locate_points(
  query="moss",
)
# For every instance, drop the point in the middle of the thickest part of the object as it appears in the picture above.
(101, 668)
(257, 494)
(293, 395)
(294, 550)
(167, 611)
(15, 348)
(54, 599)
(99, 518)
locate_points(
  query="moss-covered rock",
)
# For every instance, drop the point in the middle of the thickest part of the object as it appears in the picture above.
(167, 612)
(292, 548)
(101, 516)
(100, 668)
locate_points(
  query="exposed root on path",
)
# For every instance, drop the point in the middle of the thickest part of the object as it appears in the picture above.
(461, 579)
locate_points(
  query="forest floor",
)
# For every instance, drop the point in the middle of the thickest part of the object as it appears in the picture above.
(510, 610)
--
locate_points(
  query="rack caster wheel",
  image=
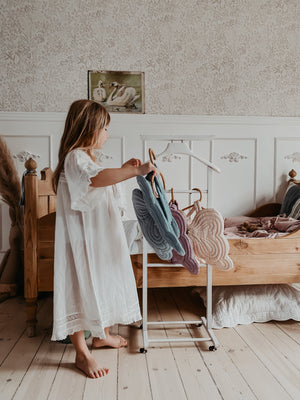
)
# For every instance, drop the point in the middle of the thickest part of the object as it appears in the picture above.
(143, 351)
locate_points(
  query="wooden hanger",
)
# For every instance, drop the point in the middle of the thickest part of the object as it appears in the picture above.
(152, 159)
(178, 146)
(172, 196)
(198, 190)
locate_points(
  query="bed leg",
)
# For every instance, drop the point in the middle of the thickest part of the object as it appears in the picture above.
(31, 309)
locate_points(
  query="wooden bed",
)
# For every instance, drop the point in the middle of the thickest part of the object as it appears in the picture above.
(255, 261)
---
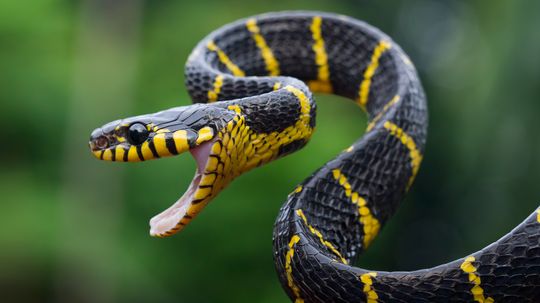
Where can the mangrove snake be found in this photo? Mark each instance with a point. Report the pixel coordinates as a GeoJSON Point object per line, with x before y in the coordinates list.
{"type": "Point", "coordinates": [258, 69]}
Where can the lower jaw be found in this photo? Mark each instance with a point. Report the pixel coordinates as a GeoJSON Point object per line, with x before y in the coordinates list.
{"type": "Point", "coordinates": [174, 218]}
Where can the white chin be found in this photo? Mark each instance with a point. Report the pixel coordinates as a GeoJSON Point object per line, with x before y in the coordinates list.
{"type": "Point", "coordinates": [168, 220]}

--- WHAT TO DO ---
Pick out and copy every line of the items above that contains the string "list". Letter case counts in the match.

--- WRITTEN SOLUTION ---
Where can the mangrove snake be found in this photo? Mark each instance with a point. Report the pixel coordinates as a GeoJSON Point object per line, with x before y in the coordinates list.
Where can the lower jaw be found in this photo? Mark each instance with a point. Report the pixel coordinates as a GeoJSON Point object per line, with x before y in the coordinates list.
Where can the white chin be found in this photo? Mark each instance with a point. Report the pixel coordinates as a GeoJSON Point object per line, with x before y in the coordinates list.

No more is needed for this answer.